> _Goal_
Could you give the lines of the records below as a numbered list, starting at the line that contains "of the sepia" and ending at the last line of the records, with both ends included and blank lines left out?

Start of Material provided

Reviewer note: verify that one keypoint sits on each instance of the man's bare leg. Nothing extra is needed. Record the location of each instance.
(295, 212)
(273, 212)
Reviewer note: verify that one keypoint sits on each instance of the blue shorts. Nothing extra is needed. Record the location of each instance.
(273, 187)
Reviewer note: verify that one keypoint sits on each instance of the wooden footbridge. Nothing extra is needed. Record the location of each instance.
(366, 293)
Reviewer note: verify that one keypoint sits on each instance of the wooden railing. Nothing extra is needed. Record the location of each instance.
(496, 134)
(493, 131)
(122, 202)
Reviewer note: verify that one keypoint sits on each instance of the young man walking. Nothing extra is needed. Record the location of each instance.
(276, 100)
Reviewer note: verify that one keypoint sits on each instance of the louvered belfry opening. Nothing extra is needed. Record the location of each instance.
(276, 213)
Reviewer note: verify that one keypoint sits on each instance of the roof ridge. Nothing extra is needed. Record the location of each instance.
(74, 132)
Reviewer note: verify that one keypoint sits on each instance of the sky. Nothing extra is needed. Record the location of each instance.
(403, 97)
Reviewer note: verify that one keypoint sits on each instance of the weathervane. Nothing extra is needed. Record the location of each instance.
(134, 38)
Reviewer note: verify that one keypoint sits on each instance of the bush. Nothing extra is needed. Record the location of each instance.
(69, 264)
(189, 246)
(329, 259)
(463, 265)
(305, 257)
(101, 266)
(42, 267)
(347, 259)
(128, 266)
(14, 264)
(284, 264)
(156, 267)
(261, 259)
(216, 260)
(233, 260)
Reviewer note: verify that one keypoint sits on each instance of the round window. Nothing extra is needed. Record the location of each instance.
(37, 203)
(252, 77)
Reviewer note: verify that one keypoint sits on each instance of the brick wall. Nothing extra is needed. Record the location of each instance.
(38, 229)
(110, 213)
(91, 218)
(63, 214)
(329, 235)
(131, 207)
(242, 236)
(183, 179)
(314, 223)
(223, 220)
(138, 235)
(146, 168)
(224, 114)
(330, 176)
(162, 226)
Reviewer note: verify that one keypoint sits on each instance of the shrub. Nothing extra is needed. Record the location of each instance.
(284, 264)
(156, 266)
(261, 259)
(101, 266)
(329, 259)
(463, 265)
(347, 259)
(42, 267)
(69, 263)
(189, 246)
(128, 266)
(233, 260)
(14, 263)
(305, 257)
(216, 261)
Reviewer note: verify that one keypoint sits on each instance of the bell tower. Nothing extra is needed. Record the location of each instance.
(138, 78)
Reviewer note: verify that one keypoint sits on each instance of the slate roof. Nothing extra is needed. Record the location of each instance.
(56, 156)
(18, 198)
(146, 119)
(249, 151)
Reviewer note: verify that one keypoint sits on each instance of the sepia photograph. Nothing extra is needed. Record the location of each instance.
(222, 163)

End of Material provided

> _Full output_
1. Reviewer note: verify that one keypoint sits on each instance of the sepia photograph. Nothing extra is needed. Record the location of each instance.
2. (222, 163)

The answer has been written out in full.